----- Entries provided
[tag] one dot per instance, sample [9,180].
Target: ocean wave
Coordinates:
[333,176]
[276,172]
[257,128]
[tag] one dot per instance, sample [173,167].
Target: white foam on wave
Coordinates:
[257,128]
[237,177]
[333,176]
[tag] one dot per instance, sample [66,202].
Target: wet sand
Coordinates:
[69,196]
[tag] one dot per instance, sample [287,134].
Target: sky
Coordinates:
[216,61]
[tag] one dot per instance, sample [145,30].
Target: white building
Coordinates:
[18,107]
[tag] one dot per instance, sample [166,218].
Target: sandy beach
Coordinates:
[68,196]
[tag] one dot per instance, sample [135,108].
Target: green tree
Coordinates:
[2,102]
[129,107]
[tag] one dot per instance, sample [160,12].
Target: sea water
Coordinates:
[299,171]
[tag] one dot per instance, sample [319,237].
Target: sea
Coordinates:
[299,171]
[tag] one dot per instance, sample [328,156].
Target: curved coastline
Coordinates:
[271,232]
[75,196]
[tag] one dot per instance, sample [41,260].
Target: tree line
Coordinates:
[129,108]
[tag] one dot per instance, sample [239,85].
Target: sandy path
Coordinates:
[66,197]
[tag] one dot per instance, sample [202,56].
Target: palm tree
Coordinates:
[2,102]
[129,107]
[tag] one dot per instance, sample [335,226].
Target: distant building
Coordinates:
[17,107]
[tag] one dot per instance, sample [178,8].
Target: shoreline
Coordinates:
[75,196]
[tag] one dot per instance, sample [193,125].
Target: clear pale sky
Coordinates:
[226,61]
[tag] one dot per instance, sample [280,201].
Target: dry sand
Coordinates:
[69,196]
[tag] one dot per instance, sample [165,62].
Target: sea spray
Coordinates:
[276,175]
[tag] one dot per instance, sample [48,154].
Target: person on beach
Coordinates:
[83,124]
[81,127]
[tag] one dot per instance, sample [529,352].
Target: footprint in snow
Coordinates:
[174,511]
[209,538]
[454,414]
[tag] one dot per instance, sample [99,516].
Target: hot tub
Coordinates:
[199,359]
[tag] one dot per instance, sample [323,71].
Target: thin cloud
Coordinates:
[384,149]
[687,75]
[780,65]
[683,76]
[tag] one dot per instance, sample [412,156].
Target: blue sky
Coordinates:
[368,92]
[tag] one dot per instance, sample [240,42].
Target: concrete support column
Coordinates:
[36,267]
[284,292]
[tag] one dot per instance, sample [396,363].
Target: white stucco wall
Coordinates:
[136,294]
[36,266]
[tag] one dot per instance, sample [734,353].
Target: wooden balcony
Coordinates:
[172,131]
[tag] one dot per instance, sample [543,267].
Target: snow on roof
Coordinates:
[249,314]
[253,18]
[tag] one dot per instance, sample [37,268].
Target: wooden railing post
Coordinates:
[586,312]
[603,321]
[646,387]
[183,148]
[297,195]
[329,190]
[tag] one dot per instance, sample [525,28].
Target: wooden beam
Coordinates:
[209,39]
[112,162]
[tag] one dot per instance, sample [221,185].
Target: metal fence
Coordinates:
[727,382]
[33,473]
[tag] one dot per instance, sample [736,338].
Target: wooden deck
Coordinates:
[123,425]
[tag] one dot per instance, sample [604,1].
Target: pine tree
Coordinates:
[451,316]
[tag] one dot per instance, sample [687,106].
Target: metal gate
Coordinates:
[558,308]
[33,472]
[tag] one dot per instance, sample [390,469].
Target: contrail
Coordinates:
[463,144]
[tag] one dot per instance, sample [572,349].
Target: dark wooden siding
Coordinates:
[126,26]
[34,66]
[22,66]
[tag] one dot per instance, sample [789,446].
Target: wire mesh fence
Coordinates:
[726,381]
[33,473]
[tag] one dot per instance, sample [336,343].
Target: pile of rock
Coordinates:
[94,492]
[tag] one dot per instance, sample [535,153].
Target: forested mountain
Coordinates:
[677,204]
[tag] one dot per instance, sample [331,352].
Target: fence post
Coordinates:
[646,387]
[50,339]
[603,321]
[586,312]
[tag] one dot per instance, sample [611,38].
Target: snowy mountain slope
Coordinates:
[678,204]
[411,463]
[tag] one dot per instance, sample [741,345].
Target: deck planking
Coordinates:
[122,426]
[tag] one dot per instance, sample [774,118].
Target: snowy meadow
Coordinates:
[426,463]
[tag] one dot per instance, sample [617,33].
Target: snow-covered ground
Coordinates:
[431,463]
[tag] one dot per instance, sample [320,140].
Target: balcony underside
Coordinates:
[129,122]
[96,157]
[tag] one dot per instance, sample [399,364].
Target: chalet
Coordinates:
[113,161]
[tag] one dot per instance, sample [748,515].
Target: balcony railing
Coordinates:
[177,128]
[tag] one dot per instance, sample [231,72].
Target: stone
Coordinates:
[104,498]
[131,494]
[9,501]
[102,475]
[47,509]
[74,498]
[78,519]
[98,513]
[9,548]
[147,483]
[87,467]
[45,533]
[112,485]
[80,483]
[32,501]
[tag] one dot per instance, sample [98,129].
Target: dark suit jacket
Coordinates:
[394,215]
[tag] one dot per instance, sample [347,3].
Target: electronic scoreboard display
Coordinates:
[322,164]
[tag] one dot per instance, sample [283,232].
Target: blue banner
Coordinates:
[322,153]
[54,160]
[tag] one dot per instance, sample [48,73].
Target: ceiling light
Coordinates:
----------
* What to work on
Please give back exactly the lines of this listing beginning at the line with "[tag] one dot per instance, sample [135,108]." and ending with the line with "[tag] one dot per instance, sample [328,156].", both included, and nothing else.

* Task answer
[tag] one dot per instance, sample [135,108].
Target: green tree
Coordinates:
[2,102]
[129,107]
[tag] one dot per instance, sample [160,12].
Target: sea water
Coordinates:
[299,171]
[tag] one dot per instance, sample [319,237].
Target: sea
Coordinates:
[299,171]
[tag] one dot per instance, sample [328,156].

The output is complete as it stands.